# [Work instructions]
Extract each line of the material in which the word "water" appears.

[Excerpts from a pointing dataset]
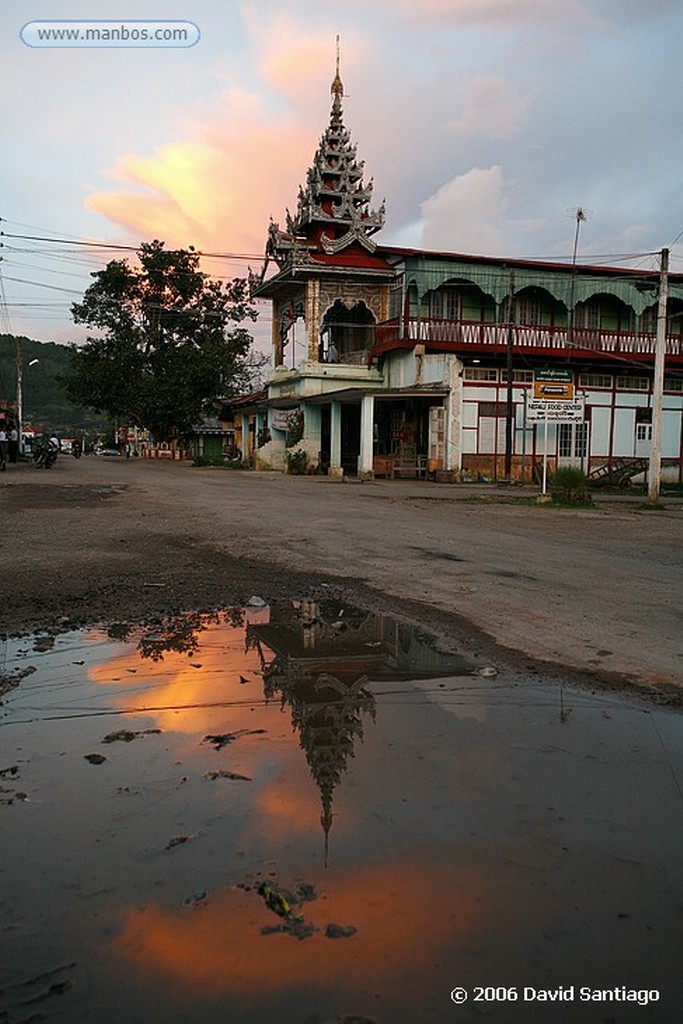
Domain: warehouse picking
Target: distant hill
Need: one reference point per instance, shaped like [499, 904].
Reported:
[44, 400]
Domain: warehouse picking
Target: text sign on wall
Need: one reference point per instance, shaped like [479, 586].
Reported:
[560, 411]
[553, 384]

==

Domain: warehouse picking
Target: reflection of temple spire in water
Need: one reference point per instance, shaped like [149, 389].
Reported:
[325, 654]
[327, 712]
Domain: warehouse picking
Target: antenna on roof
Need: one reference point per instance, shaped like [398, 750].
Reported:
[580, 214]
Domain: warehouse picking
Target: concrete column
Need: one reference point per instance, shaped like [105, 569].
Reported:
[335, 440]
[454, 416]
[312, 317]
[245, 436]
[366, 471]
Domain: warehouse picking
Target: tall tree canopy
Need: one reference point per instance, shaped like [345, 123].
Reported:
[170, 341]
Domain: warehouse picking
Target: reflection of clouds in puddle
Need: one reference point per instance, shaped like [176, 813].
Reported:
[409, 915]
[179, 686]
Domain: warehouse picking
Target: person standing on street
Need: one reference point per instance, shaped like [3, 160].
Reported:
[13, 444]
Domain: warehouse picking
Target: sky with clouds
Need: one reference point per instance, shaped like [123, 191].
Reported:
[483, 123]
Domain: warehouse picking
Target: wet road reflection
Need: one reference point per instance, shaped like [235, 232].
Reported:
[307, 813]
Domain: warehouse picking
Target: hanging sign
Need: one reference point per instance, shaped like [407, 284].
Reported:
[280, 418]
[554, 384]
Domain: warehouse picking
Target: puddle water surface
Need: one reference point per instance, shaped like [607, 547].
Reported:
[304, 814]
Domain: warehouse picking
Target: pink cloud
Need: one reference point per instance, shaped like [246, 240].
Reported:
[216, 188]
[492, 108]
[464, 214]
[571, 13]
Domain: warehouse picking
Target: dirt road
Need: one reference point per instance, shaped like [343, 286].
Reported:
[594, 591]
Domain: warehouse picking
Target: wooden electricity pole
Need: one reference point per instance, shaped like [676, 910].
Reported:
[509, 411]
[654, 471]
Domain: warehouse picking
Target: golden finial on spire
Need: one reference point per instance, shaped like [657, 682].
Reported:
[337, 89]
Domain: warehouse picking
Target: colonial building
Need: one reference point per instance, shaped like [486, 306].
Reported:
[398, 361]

# [Written answer]
Target: reflection of temple spire in water
Target: puddle water surface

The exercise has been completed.